- **Task statement**
Keyword search on "glass": report each line of the records that contains it.

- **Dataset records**
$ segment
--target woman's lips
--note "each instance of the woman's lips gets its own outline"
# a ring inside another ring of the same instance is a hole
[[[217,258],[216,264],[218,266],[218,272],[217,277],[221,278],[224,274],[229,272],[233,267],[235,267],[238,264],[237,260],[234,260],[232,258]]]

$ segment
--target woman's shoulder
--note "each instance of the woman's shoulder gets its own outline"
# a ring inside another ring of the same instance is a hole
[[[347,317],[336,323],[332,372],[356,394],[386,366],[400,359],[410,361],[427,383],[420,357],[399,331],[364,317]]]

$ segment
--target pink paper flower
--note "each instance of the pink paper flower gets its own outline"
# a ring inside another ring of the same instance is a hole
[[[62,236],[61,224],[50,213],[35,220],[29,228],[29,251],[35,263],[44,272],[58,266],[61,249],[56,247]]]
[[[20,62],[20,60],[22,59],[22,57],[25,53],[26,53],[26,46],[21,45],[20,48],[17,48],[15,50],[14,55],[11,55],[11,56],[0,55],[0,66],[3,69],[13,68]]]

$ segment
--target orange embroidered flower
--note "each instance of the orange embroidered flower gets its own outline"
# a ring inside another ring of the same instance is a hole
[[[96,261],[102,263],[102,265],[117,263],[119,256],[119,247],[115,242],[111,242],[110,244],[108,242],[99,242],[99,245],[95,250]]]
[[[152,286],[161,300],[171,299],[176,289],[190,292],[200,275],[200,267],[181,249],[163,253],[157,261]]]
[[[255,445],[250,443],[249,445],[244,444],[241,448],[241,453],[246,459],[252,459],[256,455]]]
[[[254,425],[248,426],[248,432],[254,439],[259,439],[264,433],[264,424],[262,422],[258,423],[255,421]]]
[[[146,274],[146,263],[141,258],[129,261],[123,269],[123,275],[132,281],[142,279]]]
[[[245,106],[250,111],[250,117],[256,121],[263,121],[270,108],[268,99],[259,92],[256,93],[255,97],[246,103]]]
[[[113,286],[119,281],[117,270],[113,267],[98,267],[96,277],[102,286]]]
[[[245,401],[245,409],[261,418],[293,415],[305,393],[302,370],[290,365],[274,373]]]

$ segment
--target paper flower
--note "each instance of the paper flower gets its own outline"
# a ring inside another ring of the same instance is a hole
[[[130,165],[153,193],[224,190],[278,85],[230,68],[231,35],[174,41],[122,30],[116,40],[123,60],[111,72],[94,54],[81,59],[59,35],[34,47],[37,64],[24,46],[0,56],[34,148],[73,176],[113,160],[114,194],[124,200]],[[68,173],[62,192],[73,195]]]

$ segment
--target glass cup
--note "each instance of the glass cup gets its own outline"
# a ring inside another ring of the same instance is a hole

- **Result of this exercise**
--target glass cup
--note "each instance of the glass cup gets its own outline"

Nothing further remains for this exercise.